### REQUIREMENT A
In the passage on the Antarctic puzzle, what do CO2 and CH4 do in plasmas?

### EXTRACT TO READ

++++++++++

What the Heck is Actually Happening?

The Antarctic puzzle is a good one. Obviously, due to much lower surface temperatures, ice and near freezing sea water, radiant and conductive heat loss would be less that any other location on Earth. The Antarctic should gain heat from the tropics as the tropics warm. The increase in conductivity thanks to the non-linear properties of Carbon Dioxide would explain part of the lack of warming, by allowing more heat transfer from surface without transferring as much heat to the lower atmosphere. At the point were radiant transfer of energy becomes more significant than conductive, the atmosphere should warm more significantly. That appears to be the case even with the rather poor data. But what the heck is happening with the CO2 concentration of the atmosphere?

There can be increased absorption of CO2 by the Antarctic ocean, but it would seem that would be more variable. There is a hint that the geomagnetic field plays some role in the stabilization of both temperature and CO2 concentration, which brings me back to a chemical impact, likely CO2 and O3 getting together either on their own or in combination with some other molecule to do some magnetic/electric stimulated reaction.

In plasmas, CO2 and CH4 enhance conductivity. The same basic interaction could be happening under Antarctic conditions, but in more of a law of large numbers kinda way. So how would I approach determining the magnitude of a weak magnetic field enhancement of a chemical reaction in an environment with crap for quality data?

I hate time series analysis, but maybe the ozone concentration versus mid troposphere temperature may offer some clue for an approach? I still doubt the energy of the chemical reaction will be significant, but it may link to a better indication of thermal/non thermal flux interaction. Weird stuff is happening.

++++++++++

Collected data entries
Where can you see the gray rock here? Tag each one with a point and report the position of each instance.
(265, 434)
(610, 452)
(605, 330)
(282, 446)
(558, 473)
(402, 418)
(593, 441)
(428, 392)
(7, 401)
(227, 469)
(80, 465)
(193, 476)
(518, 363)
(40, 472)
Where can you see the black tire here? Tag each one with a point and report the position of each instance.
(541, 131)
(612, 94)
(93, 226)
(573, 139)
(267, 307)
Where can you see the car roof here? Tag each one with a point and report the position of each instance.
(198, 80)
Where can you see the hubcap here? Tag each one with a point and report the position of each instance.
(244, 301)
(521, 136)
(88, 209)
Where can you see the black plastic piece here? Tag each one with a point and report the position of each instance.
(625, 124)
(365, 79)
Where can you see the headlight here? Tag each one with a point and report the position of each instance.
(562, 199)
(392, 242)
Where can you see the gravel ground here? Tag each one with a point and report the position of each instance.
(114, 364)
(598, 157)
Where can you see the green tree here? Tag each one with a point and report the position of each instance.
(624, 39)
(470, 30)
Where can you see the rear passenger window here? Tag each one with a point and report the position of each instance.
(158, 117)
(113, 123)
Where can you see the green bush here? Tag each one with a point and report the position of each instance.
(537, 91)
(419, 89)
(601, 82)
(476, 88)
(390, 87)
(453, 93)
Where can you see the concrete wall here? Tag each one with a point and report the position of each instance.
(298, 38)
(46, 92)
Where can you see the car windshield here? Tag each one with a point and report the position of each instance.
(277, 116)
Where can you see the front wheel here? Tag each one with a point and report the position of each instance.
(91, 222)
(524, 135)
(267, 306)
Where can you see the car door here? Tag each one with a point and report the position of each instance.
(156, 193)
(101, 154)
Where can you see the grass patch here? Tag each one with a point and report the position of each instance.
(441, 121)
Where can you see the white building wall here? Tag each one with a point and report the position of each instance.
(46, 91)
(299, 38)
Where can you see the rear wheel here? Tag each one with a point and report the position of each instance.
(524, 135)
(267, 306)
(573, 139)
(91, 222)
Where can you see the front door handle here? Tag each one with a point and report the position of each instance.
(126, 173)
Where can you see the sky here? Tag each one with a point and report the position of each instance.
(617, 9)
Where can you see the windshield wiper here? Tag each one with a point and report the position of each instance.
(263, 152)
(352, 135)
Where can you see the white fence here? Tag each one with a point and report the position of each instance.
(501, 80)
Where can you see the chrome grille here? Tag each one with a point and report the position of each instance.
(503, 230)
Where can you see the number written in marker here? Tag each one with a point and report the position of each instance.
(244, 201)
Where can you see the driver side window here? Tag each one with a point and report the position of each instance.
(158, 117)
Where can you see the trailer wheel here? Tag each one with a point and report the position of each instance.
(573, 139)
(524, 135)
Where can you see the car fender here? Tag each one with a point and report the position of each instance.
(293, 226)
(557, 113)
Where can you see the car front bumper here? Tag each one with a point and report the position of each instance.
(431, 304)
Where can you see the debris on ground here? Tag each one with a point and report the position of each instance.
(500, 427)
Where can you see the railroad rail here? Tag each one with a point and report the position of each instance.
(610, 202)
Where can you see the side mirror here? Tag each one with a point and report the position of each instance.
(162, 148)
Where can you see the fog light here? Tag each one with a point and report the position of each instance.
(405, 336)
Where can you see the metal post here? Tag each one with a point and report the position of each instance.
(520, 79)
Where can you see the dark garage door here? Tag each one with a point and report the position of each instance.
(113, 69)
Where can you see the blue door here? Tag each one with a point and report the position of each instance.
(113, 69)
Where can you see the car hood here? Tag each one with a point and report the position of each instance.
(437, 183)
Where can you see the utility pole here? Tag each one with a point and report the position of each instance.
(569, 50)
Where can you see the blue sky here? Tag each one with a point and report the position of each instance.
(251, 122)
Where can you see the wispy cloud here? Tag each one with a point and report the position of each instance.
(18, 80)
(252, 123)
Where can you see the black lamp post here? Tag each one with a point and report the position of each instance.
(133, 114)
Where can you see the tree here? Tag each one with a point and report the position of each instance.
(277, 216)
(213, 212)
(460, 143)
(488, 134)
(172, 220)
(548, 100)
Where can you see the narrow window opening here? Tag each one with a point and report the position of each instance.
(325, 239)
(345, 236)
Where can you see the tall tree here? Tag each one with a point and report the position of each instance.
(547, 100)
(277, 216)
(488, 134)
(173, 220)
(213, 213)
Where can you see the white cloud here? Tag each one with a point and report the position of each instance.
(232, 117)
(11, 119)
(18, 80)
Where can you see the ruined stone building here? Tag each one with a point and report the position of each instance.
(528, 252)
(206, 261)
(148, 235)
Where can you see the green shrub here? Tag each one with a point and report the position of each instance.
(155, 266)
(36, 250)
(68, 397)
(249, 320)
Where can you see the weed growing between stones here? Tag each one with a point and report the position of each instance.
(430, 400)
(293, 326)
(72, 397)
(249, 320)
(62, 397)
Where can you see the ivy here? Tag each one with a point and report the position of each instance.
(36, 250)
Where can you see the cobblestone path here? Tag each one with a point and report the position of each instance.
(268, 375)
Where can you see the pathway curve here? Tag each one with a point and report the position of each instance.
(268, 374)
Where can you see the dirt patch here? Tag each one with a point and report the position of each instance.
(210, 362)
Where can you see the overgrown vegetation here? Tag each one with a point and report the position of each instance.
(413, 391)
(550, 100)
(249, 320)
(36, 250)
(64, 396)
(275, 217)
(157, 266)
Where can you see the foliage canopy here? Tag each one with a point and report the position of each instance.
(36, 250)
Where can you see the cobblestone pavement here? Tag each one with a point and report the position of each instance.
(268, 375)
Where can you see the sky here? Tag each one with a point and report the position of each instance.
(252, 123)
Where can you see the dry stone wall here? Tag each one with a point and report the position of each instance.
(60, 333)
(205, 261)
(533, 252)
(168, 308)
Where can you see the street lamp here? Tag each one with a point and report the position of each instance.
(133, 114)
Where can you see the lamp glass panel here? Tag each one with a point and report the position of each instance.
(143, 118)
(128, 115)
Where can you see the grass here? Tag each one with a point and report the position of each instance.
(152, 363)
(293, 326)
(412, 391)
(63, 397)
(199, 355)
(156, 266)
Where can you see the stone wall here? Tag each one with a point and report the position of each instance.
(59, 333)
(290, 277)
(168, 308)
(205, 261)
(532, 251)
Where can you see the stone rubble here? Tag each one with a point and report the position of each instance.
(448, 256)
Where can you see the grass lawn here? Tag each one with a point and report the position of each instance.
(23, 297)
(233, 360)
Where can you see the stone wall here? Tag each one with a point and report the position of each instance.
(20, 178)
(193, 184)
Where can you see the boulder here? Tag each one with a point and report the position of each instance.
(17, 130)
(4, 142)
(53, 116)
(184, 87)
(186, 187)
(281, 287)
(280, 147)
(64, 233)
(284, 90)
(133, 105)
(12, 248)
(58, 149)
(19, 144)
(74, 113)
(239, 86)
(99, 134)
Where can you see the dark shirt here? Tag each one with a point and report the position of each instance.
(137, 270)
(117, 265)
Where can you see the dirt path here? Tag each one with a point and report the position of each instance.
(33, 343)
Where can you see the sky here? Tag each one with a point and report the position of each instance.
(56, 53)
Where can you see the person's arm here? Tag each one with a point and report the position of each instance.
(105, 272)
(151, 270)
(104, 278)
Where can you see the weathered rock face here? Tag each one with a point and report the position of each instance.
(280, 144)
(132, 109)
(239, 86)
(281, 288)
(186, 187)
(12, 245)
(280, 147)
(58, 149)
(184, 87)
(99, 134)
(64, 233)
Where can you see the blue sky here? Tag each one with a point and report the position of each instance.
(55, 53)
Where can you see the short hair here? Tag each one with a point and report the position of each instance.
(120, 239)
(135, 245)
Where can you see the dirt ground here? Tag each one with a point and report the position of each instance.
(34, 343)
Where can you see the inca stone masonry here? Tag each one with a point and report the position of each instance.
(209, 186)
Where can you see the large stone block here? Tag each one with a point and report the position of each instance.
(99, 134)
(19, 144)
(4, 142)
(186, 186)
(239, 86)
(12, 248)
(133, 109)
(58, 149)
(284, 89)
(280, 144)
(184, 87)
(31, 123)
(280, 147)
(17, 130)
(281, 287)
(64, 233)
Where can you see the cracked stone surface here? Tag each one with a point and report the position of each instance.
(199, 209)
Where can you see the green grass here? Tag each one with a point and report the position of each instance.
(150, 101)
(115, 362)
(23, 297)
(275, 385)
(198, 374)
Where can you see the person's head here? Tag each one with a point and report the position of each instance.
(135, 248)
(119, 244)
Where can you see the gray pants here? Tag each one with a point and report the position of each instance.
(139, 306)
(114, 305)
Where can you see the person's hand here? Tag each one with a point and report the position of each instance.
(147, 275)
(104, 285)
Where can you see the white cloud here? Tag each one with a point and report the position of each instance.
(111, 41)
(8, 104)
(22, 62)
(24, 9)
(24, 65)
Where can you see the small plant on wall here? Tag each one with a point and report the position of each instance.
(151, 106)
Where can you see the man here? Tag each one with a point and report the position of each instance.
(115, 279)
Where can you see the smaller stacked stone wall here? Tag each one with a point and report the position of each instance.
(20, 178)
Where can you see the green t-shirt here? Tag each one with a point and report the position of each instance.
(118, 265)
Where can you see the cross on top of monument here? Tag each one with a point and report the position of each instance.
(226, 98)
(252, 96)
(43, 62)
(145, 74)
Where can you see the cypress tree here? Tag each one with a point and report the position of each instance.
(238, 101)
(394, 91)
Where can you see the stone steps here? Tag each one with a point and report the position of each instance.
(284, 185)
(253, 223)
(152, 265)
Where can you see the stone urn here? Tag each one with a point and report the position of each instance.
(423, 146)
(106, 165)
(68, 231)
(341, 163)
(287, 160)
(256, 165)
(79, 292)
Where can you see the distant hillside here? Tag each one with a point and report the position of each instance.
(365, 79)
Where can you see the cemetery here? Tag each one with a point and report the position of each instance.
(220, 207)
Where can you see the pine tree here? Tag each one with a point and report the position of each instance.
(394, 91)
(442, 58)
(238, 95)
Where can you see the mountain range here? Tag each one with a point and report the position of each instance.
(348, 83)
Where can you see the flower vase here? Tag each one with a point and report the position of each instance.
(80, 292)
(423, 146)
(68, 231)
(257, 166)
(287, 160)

++++++++++

### REQUIREMENT B
How many lines in the records contain the string "grass"? Reply with the number only.

### REPLY A
They enhance conductivity.

### REPLY B
4